**Directions for this task**
Copy out the records below word for word, with every line and coordinate pair, but leave out the pictures.

[Records from a data collection]
—————

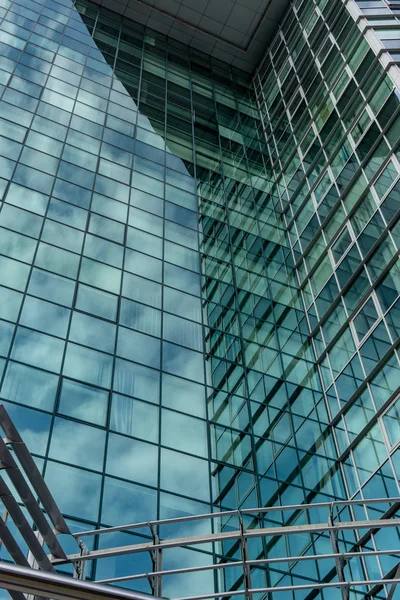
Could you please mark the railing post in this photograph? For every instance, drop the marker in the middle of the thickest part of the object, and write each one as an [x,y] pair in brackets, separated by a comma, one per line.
[245,558]
[339,561]
[156,559]
[394,585]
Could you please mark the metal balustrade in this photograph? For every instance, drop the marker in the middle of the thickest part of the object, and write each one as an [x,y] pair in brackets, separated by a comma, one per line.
[349,542]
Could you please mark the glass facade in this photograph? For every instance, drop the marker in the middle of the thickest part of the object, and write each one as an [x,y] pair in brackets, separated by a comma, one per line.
[200,284]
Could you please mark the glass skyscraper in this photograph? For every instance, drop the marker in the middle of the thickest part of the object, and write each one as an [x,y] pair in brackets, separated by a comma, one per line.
[200,274]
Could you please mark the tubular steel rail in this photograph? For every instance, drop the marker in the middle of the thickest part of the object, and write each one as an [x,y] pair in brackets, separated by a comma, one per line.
[332,529]
[232,560]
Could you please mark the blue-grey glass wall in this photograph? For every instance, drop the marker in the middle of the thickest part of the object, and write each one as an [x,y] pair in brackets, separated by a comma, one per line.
[98,296]
[199,273]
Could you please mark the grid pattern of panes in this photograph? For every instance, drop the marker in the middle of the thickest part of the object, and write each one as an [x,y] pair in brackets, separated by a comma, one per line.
[106,140]
[332,121]
[101,340]
[384,17]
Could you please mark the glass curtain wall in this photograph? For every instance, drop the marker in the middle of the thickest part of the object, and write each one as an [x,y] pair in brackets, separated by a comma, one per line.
[332,121]
[172,235]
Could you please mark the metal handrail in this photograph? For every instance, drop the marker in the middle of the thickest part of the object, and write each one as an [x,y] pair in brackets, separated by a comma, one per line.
[238,512]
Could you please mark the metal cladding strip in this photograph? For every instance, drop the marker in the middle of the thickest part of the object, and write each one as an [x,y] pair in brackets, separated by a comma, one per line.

—————

**Solution for this exercise**
Could you please mark the railing post in this photograph? For every instance, drop the marker in the middle of the thickest part of the object, and write each one as an [x,y] pair in brackets, separated by a comma, one per line.
[245,558]
[339,561]
[156,559]
[394,585]
Could you please mark the metal balustrade in this photograph? For every instance, drop the marker in the middle of the thickest part of the object, and write each one as an [x,y] pair in brackets, separated by a comma, one per line.
[349,542]
Could you please mark the glass facade in this photograph? For every instance, drop the marker in the middle of the thickest part of the object, and write each one as an [x,y] pair in brackets, separated by a comma, one per line.
[200,284]
Could you please mark the glass skyscraper in this photograph? For every instance, drop the marker in the middle of the thickest part of the object, and write each one as an [x,y] pair in brackets, separated by a comma, one per line.
[200,274]
Could you please mark the tubular steel rail in this photograph? For every instance, drop the marker in the middle of the thickest part of the object, and write each one as an [x,y] pair in brackets, separated by a comma, one per line.
[332,529]
[232,560]
Could you please mark the blue-grey glass wall in this photograph? For every instance, drop the marker in the middle of the thickest part of the object, and write each one as an [x,y] pair in brackets, separated by a comma, one per line.
[98,296]
[199,273]
Could you please mark the grid pattern of panes in this photograph? For every instance, drop the marker in the middle of the thickest part of the object, and write each one as an [x,y] pair in brackets, separated by a comma, one per line.
[106,140]
[332,121]
[101,340]
[384,17]
Could you please mark the glass curtain wall in this photograph? For every instance, drop the marker in the middle of the thickest part of the object, and write each one as an [x,y] pair in brackets, separated by a comma, one per line.
[332,121]
[172,235]
Could you please mark the metal handrail in this photograph? For every instance, drop the marker in the middle of the thickest part of the object, and write each one as an [x,y] pair in brackets, separated by a comma, one per line.
[238,512]
Could you please mark the metal cladding strip in this photograph? For every instance, drop the marker in the middle of the thickest part of the object, and write each one as an [x,y] pair in brackets, separated by a comma, one per line.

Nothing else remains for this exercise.